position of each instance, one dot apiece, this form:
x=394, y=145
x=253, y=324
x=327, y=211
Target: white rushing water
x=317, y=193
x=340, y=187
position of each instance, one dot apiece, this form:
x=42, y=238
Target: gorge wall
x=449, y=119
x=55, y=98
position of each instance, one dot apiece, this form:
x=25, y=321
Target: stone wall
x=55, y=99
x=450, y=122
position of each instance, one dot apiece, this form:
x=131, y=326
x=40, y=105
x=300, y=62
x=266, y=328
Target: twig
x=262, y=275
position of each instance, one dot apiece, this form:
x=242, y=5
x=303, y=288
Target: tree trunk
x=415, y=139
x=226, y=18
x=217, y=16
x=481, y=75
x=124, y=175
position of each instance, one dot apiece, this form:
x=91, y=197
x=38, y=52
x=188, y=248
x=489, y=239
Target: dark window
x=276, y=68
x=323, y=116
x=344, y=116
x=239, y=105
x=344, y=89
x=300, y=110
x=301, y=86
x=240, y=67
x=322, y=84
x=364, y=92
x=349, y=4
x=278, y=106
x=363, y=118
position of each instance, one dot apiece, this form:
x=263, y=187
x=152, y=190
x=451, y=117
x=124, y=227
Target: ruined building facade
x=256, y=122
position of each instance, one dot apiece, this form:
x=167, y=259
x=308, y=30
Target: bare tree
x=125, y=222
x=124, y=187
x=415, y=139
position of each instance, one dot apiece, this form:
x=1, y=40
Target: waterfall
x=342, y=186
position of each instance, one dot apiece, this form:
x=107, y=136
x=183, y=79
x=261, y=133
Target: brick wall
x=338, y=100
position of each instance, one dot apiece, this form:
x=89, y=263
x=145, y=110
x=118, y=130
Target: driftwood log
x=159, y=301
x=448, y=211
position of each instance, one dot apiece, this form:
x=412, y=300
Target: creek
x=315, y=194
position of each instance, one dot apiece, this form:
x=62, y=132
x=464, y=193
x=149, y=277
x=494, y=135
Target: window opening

_ _ _ _ _ _ _

## Task instructions
Would you print, exactly as written, every line above from the one holding "x=327, y=211" through the one holding "x=303, y=288", with both included and no other lines?

## Output below
x=327, y=211
Target: white rushing water
x=317, y=193
x=340, y=187
position of each instance, one dot apiece, this form:
x=42, y=238
Target: gorge wall
x=449, y=119
x=55, y=98
position of each instance, one dot apiece, this form:
x=25, y=321
Target: stone wall
x=55, y=99
x=450, y=122
position of each instance, one dot apiece, this form:
x=131, y=326
x=40, y=105
x=300, y=62
x=266, y=328
Target: twig
x=262, y=275
position of each instance, one dot apiece, this form:
x=242, y=5
x=303, y=288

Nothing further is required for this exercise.